## Work to complete
Every line from the one holding "[[210, 105]]" through the last line of the records must be retyped exactly, and no other line or picture may appear in the copy.

(Entries provided Opens)

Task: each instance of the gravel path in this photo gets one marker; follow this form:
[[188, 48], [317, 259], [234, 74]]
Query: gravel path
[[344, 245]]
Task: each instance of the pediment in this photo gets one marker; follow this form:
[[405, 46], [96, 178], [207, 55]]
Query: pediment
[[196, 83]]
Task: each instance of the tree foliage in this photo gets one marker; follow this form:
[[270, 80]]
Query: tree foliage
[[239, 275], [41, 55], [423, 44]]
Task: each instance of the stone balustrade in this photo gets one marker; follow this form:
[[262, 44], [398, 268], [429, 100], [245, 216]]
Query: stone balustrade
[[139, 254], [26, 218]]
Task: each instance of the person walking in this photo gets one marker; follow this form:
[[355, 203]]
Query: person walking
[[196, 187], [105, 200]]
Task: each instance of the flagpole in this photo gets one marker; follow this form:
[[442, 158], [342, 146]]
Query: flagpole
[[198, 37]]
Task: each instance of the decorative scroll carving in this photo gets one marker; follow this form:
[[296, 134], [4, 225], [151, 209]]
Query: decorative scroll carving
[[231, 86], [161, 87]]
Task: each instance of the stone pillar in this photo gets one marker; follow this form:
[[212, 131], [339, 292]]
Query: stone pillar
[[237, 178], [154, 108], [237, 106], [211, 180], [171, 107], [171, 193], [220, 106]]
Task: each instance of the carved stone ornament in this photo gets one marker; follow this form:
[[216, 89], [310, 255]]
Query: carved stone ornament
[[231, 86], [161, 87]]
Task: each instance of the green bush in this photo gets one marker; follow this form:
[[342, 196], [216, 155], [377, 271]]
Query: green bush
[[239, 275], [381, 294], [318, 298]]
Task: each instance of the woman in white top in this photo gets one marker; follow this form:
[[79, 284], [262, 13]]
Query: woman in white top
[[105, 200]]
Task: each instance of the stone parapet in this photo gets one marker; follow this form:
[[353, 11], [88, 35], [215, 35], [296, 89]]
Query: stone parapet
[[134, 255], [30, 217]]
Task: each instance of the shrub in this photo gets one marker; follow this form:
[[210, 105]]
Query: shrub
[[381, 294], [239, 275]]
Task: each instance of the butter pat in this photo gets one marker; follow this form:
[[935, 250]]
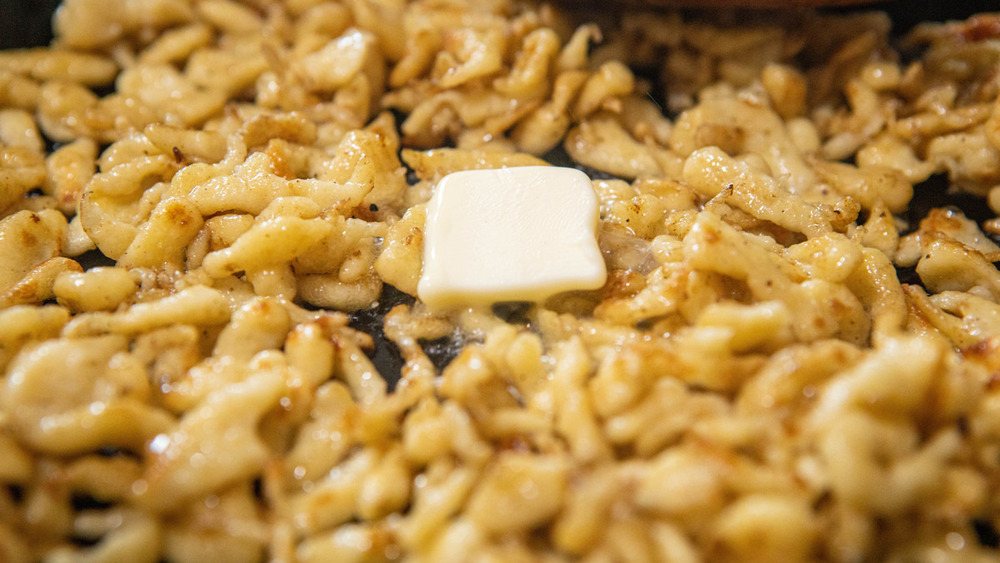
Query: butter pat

(Entries provided Closes)

## Task answer
[[210, 105]]
Query: shrub
[[381, 294], [239, 275]]
Task: each instance of the butter pat in this photo gets one marker; follow this form:
[[935, 250]]
Query: butter pat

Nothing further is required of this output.